DESCRIPTION OF THE TASK: Please print exactly the lines running from the one that contains "the leafy bush;" to the end of the data, with both lines included.

___ WORKING DATA

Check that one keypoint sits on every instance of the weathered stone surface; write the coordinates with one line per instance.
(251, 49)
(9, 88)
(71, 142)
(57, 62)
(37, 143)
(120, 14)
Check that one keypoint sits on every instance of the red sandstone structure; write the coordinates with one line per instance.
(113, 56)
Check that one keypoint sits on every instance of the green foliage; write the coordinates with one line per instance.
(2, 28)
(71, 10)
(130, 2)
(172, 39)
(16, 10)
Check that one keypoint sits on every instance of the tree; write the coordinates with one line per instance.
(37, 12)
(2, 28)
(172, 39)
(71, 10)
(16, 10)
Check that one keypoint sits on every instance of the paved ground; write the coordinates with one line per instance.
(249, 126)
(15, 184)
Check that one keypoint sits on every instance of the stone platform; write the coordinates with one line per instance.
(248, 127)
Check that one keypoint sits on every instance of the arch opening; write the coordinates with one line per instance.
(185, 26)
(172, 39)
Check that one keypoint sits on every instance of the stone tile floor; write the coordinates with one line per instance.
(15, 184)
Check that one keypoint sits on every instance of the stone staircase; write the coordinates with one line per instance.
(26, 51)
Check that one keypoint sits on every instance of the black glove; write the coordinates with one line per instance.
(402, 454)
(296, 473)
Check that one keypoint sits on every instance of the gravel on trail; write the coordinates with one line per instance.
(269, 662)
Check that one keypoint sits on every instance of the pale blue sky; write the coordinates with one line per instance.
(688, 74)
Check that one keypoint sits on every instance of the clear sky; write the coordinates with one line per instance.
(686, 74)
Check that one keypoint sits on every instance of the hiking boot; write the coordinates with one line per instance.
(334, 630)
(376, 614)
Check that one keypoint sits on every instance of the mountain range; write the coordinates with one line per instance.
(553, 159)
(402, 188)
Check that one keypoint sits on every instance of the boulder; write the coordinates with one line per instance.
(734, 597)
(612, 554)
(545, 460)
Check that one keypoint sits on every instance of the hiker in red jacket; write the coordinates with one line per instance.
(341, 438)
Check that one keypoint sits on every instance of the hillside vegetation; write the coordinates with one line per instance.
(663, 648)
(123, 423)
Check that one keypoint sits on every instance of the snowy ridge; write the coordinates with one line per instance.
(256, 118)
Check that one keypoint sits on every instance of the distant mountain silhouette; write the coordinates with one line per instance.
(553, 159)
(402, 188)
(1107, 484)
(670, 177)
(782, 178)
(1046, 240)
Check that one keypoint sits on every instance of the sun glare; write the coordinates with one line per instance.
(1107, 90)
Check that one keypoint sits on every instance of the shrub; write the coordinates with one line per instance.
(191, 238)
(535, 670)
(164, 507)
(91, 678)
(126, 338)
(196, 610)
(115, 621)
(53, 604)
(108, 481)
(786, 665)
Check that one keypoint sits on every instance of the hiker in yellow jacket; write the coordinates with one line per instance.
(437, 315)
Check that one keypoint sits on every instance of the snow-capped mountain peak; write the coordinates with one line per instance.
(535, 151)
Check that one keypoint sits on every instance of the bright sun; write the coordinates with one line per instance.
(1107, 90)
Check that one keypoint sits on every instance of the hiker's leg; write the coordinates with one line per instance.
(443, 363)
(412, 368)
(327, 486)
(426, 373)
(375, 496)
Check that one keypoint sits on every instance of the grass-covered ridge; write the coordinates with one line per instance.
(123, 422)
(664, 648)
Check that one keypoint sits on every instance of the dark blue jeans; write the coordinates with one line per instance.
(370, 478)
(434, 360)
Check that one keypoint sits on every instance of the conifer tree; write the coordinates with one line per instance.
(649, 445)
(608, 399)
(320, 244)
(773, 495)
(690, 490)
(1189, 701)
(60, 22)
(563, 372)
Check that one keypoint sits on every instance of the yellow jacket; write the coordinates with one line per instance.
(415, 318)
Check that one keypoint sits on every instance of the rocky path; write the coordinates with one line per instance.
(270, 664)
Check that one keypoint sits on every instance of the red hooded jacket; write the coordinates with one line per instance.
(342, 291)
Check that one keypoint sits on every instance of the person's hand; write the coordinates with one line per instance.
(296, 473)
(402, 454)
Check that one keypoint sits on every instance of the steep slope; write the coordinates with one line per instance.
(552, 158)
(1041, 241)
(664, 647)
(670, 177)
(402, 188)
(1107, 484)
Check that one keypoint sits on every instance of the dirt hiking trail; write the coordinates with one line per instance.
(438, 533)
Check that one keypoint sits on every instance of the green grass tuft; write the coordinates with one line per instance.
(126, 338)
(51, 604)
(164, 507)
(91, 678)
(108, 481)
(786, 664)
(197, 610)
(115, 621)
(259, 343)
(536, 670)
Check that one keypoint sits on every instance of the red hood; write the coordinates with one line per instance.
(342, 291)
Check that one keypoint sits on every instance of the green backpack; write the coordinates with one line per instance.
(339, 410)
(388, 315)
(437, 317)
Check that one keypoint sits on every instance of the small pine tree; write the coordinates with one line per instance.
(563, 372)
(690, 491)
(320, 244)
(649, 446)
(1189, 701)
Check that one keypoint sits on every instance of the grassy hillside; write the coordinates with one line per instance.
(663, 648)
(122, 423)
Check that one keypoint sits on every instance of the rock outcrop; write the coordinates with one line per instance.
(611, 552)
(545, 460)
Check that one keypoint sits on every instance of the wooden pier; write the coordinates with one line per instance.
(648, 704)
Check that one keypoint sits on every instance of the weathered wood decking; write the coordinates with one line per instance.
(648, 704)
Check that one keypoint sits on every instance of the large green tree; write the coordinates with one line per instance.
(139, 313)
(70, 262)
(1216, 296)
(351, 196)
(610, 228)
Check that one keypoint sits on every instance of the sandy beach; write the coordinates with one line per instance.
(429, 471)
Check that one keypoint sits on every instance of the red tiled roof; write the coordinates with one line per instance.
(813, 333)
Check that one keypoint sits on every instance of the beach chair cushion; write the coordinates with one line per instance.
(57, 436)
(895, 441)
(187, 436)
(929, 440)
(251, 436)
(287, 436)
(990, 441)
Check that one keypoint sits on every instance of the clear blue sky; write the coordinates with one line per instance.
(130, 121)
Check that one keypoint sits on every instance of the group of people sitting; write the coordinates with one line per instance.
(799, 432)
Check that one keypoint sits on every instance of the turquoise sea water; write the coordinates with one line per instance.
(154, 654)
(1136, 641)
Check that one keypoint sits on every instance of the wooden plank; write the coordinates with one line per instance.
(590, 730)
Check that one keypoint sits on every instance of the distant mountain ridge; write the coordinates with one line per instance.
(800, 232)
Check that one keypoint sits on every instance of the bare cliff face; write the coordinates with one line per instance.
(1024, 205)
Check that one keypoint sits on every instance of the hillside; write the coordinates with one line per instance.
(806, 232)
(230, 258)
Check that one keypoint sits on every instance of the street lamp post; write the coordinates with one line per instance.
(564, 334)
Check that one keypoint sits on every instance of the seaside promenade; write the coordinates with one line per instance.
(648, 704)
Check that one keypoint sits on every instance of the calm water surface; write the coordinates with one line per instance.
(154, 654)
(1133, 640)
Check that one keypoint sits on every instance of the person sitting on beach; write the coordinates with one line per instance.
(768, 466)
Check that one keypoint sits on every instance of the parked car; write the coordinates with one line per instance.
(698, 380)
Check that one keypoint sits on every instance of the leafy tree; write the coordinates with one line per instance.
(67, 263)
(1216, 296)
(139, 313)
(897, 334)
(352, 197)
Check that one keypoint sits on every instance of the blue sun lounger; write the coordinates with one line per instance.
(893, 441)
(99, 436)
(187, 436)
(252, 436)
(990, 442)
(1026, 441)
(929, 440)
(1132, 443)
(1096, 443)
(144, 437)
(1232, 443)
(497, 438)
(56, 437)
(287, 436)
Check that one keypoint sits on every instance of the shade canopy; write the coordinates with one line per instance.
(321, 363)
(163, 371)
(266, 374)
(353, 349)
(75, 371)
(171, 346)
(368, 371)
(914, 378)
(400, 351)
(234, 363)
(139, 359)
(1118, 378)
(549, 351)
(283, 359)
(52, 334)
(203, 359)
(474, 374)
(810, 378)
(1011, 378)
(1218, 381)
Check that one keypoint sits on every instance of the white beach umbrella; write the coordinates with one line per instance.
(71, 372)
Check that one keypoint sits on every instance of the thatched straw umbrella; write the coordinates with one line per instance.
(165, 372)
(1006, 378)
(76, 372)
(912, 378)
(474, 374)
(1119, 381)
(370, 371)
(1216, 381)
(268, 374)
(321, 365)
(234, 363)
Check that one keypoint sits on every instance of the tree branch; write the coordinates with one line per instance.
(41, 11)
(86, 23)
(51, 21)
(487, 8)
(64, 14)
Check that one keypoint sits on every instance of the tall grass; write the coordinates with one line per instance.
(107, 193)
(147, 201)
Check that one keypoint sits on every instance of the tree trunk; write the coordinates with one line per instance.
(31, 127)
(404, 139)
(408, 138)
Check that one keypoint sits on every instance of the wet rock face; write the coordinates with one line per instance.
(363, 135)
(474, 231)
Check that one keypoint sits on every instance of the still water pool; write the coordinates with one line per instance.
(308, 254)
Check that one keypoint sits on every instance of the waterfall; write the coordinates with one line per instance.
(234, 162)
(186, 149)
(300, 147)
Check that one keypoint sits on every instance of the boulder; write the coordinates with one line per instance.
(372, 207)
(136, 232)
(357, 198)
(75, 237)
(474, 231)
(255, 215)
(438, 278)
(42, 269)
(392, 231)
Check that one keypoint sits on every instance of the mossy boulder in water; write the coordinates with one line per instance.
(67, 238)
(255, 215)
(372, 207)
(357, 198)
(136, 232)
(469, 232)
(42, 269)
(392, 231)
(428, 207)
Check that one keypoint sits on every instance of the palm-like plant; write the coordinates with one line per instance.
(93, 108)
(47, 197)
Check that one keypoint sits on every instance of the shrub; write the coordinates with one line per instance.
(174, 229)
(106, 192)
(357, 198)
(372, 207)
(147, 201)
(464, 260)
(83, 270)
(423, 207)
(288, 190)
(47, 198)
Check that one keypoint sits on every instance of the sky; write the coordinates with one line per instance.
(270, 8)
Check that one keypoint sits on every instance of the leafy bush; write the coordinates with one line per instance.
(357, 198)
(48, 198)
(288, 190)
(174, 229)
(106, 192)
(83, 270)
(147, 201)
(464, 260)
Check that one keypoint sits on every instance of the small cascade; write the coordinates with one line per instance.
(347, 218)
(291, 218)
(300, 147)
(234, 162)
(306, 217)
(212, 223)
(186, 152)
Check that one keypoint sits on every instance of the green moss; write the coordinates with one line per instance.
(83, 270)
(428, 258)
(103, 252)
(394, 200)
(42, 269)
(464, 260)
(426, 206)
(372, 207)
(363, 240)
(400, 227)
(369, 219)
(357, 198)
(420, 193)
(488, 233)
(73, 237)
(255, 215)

______

EXPECTED OUTPUT:
Check that one keypoint sits on every instance of the leafy bush; write the coordinates with one line per instance.
(357, 198)
(48, 198)
(288, 190)
(174, 229)
(106, 192)
(83, 270)
(147, 201)
(464, 260)
Check that one keypoint sits on every instance of the small cascade; write the coordinates with one line per instance.
(347, 218)
(291, 218)
(300, 147)
(234, 162)
(306, 217)
(212, 223)
(186, 152)
Check that one keypoint sits on every instance of the green moss; write the coordinates with one line per instance.
(83, 270)
(428, 258)
(103, 252)
(394, 200)
(42, 269)
(464, 260)
(426, 206)
(372, 207)
(363, 240)
(400, 227)
(369, 219)
(357, 198)
(420, 193)
(488, 233)
(73, 237)
(255, 215)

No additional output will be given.